- _EXERCISE MATERIAL_
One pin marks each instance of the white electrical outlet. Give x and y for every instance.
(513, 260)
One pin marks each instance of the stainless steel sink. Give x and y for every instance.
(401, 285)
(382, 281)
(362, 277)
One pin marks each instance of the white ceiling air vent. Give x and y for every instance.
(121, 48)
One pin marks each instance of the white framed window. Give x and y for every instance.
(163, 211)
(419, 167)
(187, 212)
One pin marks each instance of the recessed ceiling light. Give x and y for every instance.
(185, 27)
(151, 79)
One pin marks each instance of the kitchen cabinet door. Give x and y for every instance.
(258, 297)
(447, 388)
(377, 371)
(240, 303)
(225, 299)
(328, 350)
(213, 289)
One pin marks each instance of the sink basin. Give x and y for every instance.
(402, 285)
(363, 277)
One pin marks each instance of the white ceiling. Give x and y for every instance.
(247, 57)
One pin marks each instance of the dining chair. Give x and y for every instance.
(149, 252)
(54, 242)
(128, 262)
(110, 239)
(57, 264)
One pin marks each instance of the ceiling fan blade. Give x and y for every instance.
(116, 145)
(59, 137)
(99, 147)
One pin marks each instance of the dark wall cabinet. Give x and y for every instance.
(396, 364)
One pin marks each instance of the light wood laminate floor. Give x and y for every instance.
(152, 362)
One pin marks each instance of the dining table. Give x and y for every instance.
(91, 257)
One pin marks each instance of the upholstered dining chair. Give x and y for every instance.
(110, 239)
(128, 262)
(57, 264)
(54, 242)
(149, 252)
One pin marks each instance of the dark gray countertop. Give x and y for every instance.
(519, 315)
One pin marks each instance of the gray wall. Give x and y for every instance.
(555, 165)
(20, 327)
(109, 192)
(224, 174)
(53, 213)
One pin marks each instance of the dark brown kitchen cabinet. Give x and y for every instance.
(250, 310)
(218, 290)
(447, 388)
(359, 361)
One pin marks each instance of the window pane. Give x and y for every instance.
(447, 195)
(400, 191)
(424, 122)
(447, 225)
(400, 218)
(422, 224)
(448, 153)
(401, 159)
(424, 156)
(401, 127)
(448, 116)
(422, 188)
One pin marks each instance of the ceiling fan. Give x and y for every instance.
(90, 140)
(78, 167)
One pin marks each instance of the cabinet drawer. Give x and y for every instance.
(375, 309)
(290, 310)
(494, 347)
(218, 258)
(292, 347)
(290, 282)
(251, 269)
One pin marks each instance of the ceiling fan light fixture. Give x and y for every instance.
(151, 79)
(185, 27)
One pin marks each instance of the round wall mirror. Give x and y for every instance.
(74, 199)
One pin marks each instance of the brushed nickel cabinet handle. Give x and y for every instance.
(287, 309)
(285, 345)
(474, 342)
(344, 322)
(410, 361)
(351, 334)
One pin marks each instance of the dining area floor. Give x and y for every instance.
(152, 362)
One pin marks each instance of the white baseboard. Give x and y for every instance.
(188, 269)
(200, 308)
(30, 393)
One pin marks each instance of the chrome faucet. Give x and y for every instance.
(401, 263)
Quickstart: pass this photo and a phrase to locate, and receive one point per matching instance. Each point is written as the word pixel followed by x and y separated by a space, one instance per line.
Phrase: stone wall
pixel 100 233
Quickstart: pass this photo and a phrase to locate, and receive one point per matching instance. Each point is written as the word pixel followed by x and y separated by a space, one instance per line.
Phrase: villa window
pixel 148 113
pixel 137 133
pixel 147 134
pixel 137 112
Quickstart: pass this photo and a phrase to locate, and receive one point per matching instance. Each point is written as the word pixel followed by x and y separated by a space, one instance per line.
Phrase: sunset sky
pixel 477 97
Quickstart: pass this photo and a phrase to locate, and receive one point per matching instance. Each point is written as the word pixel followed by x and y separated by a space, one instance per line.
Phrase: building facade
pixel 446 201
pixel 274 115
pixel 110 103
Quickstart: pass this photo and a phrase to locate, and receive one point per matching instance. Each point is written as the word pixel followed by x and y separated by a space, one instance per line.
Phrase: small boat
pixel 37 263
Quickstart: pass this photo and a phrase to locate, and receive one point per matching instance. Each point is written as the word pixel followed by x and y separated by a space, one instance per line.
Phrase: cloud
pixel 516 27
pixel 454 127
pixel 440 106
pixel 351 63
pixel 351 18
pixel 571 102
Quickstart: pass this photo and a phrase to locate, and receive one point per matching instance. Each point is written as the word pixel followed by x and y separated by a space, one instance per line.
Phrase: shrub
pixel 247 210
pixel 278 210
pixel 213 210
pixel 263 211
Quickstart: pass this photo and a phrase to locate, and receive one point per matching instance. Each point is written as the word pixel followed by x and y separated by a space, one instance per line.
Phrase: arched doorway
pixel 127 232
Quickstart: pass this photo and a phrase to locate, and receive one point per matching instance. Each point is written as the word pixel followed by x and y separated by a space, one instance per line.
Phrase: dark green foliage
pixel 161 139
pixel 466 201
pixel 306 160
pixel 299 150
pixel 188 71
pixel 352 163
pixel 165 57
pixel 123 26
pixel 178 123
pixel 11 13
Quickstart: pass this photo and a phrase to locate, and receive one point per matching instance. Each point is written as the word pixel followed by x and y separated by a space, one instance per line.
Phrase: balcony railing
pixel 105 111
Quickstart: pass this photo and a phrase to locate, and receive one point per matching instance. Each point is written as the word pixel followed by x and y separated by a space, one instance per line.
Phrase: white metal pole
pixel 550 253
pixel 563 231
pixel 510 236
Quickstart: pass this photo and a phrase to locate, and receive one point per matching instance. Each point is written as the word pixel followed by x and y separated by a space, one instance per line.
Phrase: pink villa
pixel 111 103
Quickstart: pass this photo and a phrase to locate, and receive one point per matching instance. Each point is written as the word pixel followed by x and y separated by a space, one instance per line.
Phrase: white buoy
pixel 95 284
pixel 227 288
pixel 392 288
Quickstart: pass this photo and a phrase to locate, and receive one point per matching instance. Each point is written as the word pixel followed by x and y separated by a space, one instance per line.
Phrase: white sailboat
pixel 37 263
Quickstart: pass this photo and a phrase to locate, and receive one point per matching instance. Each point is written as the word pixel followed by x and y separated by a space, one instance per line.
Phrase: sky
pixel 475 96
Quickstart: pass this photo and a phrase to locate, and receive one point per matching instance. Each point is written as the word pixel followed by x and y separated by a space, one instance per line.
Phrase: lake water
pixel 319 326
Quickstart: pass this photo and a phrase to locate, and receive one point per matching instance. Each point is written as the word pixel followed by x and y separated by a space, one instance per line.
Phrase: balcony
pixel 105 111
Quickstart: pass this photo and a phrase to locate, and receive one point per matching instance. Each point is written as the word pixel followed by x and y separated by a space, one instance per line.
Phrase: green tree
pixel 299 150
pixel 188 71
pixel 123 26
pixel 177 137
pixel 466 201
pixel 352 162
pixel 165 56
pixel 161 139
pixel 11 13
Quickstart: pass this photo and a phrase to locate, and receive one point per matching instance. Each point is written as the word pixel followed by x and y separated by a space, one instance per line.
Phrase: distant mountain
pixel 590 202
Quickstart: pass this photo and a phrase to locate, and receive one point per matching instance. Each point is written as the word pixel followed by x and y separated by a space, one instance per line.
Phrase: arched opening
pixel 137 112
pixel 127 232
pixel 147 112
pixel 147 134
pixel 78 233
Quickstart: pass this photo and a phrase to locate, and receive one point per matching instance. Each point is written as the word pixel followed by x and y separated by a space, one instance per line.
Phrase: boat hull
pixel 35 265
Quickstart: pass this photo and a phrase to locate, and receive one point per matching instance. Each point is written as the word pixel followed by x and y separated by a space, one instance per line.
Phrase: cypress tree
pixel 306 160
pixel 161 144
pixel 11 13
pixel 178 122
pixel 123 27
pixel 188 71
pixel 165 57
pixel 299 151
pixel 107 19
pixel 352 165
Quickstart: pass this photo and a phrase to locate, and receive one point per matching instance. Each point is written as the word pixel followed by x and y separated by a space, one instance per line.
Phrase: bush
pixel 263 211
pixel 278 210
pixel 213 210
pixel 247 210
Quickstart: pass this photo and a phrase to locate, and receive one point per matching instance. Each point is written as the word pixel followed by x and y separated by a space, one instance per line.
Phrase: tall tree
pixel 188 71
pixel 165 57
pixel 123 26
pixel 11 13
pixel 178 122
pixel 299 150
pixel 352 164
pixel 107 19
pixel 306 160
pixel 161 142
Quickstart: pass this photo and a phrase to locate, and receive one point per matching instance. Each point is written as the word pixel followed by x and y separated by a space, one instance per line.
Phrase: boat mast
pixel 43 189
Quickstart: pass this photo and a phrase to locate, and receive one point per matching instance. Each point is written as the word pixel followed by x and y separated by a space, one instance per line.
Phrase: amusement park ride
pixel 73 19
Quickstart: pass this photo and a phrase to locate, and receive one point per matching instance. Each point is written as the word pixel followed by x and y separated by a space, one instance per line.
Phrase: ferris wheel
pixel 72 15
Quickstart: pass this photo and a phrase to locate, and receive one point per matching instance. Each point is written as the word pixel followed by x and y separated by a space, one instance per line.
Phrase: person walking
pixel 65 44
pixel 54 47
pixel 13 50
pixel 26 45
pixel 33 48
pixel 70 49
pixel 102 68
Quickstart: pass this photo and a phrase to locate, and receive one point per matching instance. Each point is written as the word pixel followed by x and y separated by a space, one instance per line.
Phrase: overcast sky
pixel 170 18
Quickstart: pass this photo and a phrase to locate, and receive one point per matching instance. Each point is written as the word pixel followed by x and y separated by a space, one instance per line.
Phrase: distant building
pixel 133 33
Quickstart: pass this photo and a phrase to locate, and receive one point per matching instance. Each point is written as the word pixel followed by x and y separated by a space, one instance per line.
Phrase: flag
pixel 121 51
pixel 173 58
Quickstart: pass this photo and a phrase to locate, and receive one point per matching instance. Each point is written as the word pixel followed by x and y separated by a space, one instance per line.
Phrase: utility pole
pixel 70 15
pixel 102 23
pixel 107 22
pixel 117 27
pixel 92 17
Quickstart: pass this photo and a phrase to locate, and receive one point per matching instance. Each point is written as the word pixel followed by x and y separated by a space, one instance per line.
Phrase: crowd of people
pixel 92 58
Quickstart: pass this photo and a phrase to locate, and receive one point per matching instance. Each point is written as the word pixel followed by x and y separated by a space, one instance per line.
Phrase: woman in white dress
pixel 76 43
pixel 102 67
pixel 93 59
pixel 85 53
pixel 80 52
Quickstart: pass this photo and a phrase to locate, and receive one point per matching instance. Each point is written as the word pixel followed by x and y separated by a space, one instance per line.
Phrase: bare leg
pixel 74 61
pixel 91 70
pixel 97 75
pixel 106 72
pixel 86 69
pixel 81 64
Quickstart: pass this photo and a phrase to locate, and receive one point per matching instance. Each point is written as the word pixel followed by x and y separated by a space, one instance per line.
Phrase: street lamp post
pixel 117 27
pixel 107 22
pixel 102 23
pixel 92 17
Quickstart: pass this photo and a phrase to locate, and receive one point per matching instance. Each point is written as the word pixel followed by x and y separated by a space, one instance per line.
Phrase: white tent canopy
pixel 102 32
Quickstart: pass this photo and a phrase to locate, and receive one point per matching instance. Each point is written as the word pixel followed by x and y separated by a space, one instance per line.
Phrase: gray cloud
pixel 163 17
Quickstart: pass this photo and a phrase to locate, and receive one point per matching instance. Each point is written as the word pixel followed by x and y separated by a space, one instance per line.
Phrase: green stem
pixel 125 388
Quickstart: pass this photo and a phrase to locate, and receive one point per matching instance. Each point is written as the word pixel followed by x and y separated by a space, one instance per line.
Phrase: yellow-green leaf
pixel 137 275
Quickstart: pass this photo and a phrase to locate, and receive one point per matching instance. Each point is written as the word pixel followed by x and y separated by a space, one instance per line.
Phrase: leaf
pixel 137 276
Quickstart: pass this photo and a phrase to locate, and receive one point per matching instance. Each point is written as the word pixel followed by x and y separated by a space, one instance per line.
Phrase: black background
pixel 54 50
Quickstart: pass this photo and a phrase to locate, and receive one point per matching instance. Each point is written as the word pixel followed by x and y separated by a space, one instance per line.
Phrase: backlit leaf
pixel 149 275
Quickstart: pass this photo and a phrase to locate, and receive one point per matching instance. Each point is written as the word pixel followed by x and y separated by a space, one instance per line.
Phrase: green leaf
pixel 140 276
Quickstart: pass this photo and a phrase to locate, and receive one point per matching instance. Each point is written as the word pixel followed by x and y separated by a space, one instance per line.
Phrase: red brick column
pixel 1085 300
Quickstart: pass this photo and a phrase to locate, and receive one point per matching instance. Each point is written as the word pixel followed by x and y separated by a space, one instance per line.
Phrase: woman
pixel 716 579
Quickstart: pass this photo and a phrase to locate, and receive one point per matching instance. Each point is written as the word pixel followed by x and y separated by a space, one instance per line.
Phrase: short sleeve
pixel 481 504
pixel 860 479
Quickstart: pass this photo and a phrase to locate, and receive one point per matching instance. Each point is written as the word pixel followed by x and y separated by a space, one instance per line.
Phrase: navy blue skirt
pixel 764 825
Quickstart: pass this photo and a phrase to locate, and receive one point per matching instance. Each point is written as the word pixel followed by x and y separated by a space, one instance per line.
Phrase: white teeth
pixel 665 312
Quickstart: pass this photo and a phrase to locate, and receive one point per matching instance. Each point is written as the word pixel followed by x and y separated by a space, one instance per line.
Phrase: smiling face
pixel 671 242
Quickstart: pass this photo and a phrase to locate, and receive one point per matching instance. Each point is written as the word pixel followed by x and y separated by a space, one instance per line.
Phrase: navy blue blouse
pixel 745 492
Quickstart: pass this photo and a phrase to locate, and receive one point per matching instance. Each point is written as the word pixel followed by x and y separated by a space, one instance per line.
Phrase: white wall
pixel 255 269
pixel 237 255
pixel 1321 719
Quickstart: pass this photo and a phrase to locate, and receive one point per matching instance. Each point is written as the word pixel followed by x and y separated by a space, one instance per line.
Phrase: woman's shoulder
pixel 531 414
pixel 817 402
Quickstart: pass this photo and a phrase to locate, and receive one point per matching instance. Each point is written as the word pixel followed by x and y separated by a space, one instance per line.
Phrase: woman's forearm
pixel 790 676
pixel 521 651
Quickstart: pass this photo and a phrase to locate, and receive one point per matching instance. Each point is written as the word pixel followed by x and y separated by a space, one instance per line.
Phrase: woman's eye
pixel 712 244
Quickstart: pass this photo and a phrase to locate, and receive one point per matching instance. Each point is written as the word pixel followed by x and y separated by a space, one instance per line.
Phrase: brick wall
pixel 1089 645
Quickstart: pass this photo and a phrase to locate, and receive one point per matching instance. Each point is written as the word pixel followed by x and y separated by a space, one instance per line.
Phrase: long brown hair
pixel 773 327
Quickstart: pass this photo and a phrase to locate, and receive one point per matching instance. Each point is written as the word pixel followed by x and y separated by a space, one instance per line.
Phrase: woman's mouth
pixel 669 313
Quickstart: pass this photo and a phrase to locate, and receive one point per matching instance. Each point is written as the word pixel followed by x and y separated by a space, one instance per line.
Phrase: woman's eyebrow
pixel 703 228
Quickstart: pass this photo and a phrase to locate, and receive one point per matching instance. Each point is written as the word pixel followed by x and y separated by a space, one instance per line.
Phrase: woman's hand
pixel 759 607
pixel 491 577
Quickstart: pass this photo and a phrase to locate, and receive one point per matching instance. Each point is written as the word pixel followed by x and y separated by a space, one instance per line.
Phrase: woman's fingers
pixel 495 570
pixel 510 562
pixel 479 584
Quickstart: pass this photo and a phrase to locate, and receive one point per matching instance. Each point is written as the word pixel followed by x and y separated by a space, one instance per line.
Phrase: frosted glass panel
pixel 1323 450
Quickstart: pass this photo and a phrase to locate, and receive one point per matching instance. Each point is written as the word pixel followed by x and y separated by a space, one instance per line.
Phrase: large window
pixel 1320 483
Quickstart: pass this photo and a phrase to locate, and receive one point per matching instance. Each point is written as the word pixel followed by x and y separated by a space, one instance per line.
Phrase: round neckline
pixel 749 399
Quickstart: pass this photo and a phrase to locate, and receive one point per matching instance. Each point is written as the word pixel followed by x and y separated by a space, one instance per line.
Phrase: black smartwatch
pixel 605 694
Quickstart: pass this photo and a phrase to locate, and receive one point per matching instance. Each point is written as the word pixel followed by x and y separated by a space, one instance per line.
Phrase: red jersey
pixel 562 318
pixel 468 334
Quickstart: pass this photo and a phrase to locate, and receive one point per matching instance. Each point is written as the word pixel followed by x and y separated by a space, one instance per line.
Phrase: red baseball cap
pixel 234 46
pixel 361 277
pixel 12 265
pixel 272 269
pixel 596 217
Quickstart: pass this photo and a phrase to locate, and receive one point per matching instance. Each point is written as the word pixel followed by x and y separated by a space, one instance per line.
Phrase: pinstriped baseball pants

- _WHAT NEEDS TO BE DONE_
In the records above, return precisely the line containing "Phrase: red baseball cap" and each line that comes after it, up to the final one.

- _PROBLEM SOLUTION_
Phrase: red baseball cap
pixel 234 46
pixel 361 277
pixel 12 265
pixel 272 269
pixel 596 217
Quickstart: pass this photo and a phrase to locate, and receive one point per matching instance. Each point is written as the word pixel followed by x and y separated by a space, one instance per line.
Phrase: pinstriped baseball pants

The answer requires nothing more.